(Data listing Opens)
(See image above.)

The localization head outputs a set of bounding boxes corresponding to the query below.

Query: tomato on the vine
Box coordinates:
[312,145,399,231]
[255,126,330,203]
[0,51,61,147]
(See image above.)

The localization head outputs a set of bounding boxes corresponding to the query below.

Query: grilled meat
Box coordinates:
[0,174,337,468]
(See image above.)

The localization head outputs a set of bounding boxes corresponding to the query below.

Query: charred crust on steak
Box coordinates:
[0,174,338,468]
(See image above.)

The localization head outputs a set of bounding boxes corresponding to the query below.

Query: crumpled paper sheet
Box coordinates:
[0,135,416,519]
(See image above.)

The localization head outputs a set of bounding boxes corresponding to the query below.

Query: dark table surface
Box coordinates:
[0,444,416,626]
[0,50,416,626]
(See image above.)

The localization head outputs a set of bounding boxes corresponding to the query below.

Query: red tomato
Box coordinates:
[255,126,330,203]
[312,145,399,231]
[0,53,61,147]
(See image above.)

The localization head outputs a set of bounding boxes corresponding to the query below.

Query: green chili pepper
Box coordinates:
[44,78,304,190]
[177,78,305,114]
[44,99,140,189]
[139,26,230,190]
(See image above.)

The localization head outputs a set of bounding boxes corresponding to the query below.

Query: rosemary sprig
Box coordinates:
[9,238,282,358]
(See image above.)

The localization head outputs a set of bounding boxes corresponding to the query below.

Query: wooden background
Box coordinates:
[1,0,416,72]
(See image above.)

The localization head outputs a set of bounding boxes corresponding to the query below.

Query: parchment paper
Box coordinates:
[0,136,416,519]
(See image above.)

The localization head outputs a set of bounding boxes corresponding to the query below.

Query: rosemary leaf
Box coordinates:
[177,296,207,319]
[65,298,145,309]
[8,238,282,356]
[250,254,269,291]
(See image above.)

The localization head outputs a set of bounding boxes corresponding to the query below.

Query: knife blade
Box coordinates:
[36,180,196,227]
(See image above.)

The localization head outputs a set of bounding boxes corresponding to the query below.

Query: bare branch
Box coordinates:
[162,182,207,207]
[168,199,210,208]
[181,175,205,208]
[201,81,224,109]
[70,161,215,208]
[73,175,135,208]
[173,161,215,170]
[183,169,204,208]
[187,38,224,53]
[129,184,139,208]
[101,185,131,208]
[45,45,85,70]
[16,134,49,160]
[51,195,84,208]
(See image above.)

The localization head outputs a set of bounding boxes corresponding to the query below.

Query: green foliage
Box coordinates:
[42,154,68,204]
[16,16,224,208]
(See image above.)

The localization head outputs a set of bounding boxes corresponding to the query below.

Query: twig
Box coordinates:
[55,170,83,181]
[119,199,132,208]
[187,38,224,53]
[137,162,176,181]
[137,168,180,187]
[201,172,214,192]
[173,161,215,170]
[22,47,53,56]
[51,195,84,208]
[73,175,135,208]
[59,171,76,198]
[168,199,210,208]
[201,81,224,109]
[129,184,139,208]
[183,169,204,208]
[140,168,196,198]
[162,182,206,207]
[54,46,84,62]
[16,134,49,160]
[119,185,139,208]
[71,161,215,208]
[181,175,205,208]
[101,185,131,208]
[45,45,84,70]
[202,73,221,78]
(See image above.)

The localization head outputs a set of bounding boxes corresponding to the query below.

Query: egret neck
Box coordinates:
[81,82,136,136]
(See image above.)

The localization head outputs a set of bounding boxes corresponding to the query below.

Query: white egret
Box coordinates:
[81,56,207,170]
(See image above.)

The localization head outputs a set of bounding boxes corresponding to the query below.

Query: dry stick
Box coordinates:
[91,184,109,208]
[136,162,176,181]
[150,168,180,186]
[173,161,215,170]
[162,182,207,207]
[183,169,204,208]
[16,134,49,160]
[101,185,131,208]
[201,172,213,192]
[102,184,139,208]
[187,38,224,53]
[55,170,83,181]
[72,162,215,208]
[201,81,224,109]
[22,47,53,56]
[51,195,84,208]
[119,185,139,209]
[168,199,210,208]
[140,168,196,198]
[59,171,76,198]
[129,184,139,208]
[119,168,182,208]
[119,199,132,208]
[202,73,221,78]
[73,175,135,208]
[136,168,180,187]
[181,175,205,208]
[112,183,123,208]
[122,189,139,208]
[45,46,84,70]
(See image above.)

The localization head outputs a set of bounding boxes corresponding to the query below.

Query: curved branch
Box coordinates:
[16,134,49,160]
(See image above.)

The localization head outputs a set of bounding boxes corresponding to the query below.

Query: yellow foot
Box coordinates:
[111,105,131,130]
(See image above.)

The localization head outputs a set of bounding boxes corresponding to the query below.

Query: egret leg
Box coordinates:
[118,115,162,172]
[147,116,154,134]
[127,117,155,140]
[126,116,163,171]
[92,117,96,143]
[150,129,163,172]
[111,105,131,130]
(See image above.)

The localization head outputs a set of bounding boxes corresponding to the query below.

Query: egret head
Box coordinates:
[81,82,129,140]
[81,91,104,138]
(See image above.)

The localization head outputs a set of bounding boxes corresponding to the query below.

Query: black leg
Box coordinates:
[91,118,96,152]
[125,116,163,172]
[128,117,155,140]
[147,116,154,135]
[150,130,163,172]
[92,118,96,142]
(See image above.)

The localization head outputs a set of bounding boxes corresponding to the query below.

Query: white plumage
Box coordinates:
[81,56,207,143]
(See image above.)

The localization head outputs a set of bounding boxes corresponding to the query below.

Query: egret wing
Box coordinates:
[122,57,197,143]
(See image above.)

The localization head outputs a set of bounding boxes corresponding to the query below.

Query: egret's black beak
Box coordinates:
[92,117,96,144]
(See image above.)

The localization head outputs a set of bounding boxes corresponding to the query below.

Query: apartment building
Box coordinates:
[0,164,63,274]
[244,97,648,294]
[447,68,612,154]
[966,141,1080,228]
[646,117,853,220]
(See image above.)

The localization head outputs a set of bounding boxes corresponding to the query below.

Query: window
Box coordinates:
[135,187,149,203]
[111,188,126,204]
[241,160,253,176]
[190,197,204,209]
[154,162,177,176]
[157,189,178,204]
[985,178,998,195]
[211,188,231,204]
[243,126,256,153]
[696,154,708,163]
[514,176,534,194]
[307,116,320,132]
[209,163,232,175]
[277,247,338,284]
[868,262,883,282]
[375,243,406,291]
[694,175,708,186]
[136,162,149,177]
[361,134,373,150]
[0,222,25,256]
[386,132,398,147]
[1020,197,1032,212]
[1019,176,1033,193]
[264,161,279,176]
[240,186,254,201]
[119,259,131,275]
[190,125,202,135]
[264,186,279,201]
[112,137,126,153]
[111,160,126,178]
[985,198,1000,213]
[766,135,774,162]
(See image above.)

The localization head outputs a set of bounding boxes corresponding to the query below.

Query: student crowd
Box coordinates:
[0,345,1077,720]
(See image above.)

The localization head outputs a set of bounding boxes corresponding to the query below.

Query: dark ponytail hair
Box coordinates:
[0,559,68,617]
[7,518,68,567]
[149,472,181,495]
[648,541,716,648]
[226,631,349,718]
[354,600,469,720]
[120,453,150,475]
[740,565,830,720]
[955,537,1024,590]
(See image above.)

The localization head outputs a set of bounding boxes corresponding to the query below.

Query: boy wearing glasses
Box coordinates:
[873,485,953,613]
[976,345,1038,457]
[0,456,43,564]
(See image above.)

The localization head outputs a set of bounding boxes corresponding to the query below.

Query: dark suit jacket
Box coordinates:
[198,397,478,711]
(Data listing Closes)
» **Problem to work on**: Each line of the data above is to be set down exactly.

» **Finished task**:
(See image above.)

The localization head outputs a set of bounding boxes corresponding to the query below.

Query: tomato on the vine
Box coordinates:
[312,145,399,231]
[255,126,330,203]
[0,51,61,147]
(See image above.)

The localization head outputs a set of bounding boxes corresponding to the query below.

Query: grilled meat
Box coordinates:
[0,174,337,468]
(See image above.)

The localization head outputs a set of bounding boxes corresponding to the query below.

Query: charred crust on steak
Box coordinates:
[0,174,338,468]
(See image above.)

The localization head outputs a set of bounding boxes corresponding to the query below.

Query: crumpled paper sheet
Box coordinates:
[0,135,416,519]
(See image above.)

The localization head outputs a set of bounding boxes corresponding to the query below.

Query: dark table surface
Box coordinates:
[0,444,416,626]
[0,50,416,626]
(See image above.)

The localization head outputs a set of bounding boxes corresponding to the query below.

Query: red tomato
Box coordinates:
[255,126,330,203]
[312,145,399,231]
[0,53,61,147]
(See image above.)

The localization head outputs a set of bounding boxes corresponding to the query below.

Query: green chili pepper
Box coordinates:
[44,78,304,190]
[177,78,305,114]
[44,99,140,189]
[139,26,230,190]
(See image above.)

The localization head outputs a set of bounding boxes corresponding to the query below.

Query: rosemary sprig
Box coordinates:
[9,238,282,358]
(See image above.)

The localization head outputs a set of bounding boxes corresponding to the query below.

Query: wooden background
Box coordinates:
[1,0,416,72]
(See image above.)

The localization head outputs a set of bounding boxes corresponding to the query below.

Query: parchment paper
Box coordinates:
[0,136,416,519]
(See image above.)

The localization head outputs a set of bounding boxes corresponding to the query below.

Query: rosemary leaf
Box coordinates:
[177,296,207,319]
[65,298,145,309]
[8,238,282,356]
[250,254,269,291]
(See image above.)

The localization head outputs a set of bounding boxes corresponding to the query below.

Query: knife blade
Box coordinates:
[36,180,196,227]
(See image above.)

The localization head outputs a set of bounding boxes corresponding to the query below.

Query: bare branch
Box coordinates:
[162,182,207,207]
[168,199,210,208]
[181,175,205,208]
[201,81,224,109]
[70,161,215,208]
[73,175,135,208]
[173,161,215,170]
[183,169,204,208]
[187,38,224,53]
[129,184,139,208]
[101,185,131,208]
[45,45,85,70]
[16,134,49,160]
[51,195,84,208]
(See image above.)

The localization head outputs a set of bounding boxes corresponding to the query below.

Query: green foliage
Box coordinates:
[42,154,68,204]
[16,16,224,208]
(See image above.)

The localization head outputs a set of bounding boxes corresponding to the query below.

Query: twig
Box coordinates:
[55,170,83,181]
[119,199,132,208]
[187,38,224,53]
[137,162,176,181]
[137,168,180,187]
[201,172,214,192]
[173,161,215,170]
[22,47,53,56]
[51,195,84,208]
[73,175,135,208]
[59,171,76,198]
[168,199,210,208]
[201,81,224,109]
[129,184,139,208]
[183,169,204,208]
[140,168,196,198]
[162,182,206,207]
[54,46,84,62]
[16,134,49,160]
[119,185,139,208]
[71,161,215,208]
[181,175,205,208]
[101,185,131,208]
[45,45,84,70]
[202,73,221,78]
(See image above.)

The localization head outputs a set of bounding boxes corresponding to the query below.

Query: egret neck
Box coordinates:
[81,82,136,136]
(See image above.)

The localization head outputs a set of bounding boxes corresponding to the query below.

Query: white egret
Box coordinates:
[81,56,207,170]
(See image above.)

The localization head outputs a set of bounding boxes corresponding to the query below.

Query: dry stick
Box coordinates:
[91,184,109,208]
[136,162,176,181]
[150,168,180,186]
[173,161,215,170]
[162,182,207,207]
[183,169,204,208]
[16,134,49,160]
[101,185,131,208]
[201,172,213,192]
[102,184,139,208]
[187,38,224,53]
[55,170,83,181]
[72,162,215,208]
[201,81,224,109]
[22,47,53,56]
[51,195,84,208]
[119,185,139,209]
[168,199,210,208]
[140,168,196,198]
[59,171,76,198]
[129,184,139,208]
[119,168,182,208]
[119,199,132,208]
[202,73,221,78]
[73,175,135,208]
[136,168,180,187]
[181,175,205,208]
[112,183,123,208]
[122,189,139,208]
[45,46,84,70]
(See image above.)

The localization head outputs a set of bounding boxes corresponding to the query below.

Query: curved branch
Box coordinates:
[16,134,49,160]
(See image above.)

The localization head outputs a set of bounding boxes corresponding to the query below.

Query: yellow foot
Box coordinates:
[111,105,131,130]
(See image above.)

The localization head outputs a set of bounding boxes corresponding to the query below.

Query: egret leg
Box coordinates:
[118,115,162,172]
[147,116,154,134]
[127,117,155,140]
[126,116,163,171]
[92,117,96,143]
[150,129,163,172]
[111,105,131,130]
(See image above.)

The localization head outputs a set of bounding boxes corresponding to the query below.

Query: egret head
Box coordinates:
[81,82,129,140]
[81,91,104,138]
(See image above.)

The localization head outputs a set of bounding boxes corresponding to the query below.

Query: black leg
Box coordinates:
[91,118,96,152]
[125,116,163,172]
[128,117,155,140]
[147,116,154,135]
[150,130,163,172]
[92,118,96,142]
(See image above.)

The localization head outputs a set of bounding boxes corresponding to the query below.

Query: white plumage
Box coordinates:
[81,56,207,143]
(See image above.)

The localization head outputs a set of bounding boxes corresponding to the query below.

Query: egret wing
Box coordinates:
[122,57,197,143]
(See image above.)

The localization head outputs a set of bounding boxes corresponding to the query below.

Query: egret's black beak
Box coordinates:
[92,117,96,144]
(See image above.)

The localization head outputs a set of bounding boxes corresponding to the query below.

Query: apartment building
Box coordinates:
[0,164,63,274]
[244,97,648,294]
[447,68,612,154]
[966,141,1080,228]
[646,117,853,220]
(See image above.)

The localization head outputs a set of bounding boxes corresponding to the query below.

Query: window
Box coordinates:
[135,187,149,203]
[111,188,126,204]
[241,160,253,176]
[190,197,204,209]
[154,162,177,176]
[157,189,178,204]
[985,178,998,195]
[211,188,231,204]
[243,126,256,153]
[696,154,708,163]
[514,176,534,194]
[307,116,320,132]
[209,163,232,175]
[277,247,338,284]
[868,262,883,282]
[375,243,406,291]
[694,175,708,186]
[136,162,149,177]
[361,134,373,150]
[0,222,25,256]
[386,132,398,147]
[1020,197,1032,212]
[1019,176,1033,193]
[264,161,279,176]
[240,186,254,201]
[119,259,131,275]
[190,125,202,135]
[264,186,279,201]
[112,137,126,153]
[111,160,126,178]
[985,198,1000,213]
[766,135,774,162]
(See image above.)

The localization head outputs a set of bounding boxes corresponding to the query below.

Query: student crowd
Box coordinates:
[0,345,1077,720]
(See image above.)

The localization head outputs a set of bounding boxes corresponding to the query below.

Query: dark ponytail hair
Box coordinates:
[0,559,68,617]
[7,518,68,567]
[149,472,181,495]
[648,541,716,648]
[226,631,349,718]
[354,600,469,720]
[120,453,150,475]
[740,565,830,720]
[955,537,1024,590]
(See image above.)

The localization head outputs a set of bounding boxes corresponding to the query below.

Query: boy wearing glasses
Box coordinates:
[873,485,953,613]
[976,345,1038,457]
[0,456,43,564]
(See image above.)

The localization head outputs a set of bounding boxes corresponding to the query below.

Query: dark suit jacket
Box coordinates:
[198,397,478,711]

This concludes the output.